***** EXCERPT PROVIDED *****
The research is being conducted in Israel by Camanex, a subsidiary of MIGAL Galilee Research Institute, and Canonic, a subsidiary of Evogene. Referred to as the “zebrafish system,” the fish can be useful in determining which medical cannabis strains have the most potential to treat specific conditions. In fact, researchers believe results are achieved faster by studying zebrafish than by studying the same effects on mice or human test subjects. “Today we know how to map the medical implications of the same varieties from the cultivation companies in Israel and around the world quickly and economically for investors,” said Bar Nevo, CEO of Camanex, regarding this new round of studies. This type of research has been used to learn more about how cannabis affects those who have been diagnosed with seizures, Parkinson’s disease, various pain conditions, autism and anxiety

The cannabis used in these studies is cultivated by Camanex and Canonic, and the two companies are working to develop new strains that can be especially helpful in treating targeted medical conditions. The companies also work to identify strains that offer high commercial potential as well.
*****
▶ TASKS:
1/ Can you reproduce, word for word, the part of the zebrafish cannabis research passage that opens with the words containing "The cannabis used" and closes with "potential as well."?
2/ Would you continue the zebrafish cannabis research passage with the part that comes after its final sentence?
***** PROVIDED MATERIAL *****
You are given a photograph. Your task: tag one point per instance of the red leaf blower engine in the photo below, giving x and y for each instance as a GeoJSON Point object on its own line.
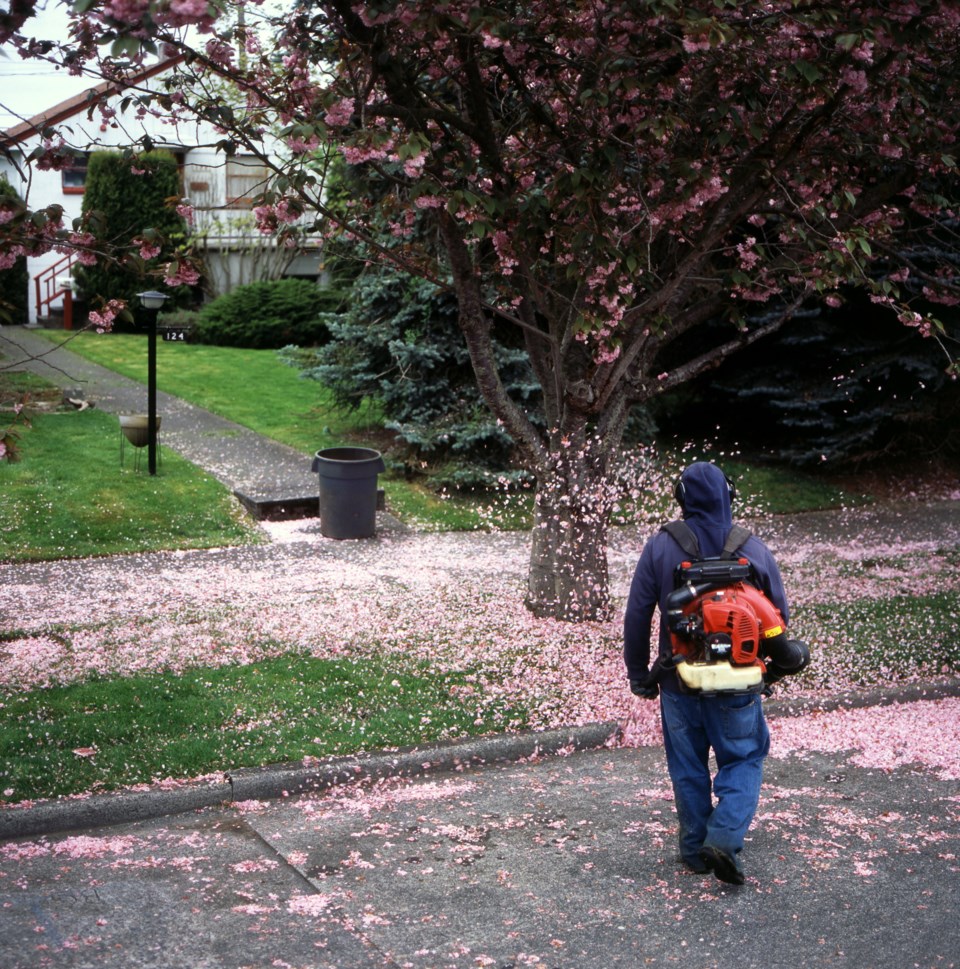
{"type": "Point", "coordinates": [727, 636]}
*****
▶ RESULTS FOR EACH TASK:
1/
The cannabis used in these studies is cultivated by Camanex and Canonic, and the two companies are working to develop new strains that can be especially helpful in treating targeted medical conditions. The companies also work to identify strains that offer high commercial potential as well.

2/
This isn’t the first time that the zebrafish has been used in research studies like this one. One study published in Progress in Neuro-Psychopharmacology and Biological Psychiatry in 2018 suggests that zebrafish are an “excellent model organism.”  “Zebrafish (Danio rerio) is rapidly emerging as one of the most effective translational models in neuroscience and biological psychiatry. Due to their high physiological and genetic homology to humans, zebrafish may be effectively used to study the endocannabinoid and opioid systems,” the study states in its abstract. Another study revealed research that suggests that blocking zebrafish cannabinoid receptors can negatively affect its development.